## Your goal
All of the entries should be returned without a single change.

## Given records
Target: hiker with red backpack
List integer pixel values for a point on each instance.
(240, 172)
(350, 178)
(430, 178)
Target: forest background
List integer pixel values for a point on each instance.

## Task output
Target: hiker with red backpack
List integer pixel values for a point on each instance.
(240, 172)
(350, 178)
(430, 178)
Target: forest background
List integer pixel values for a point on each instance.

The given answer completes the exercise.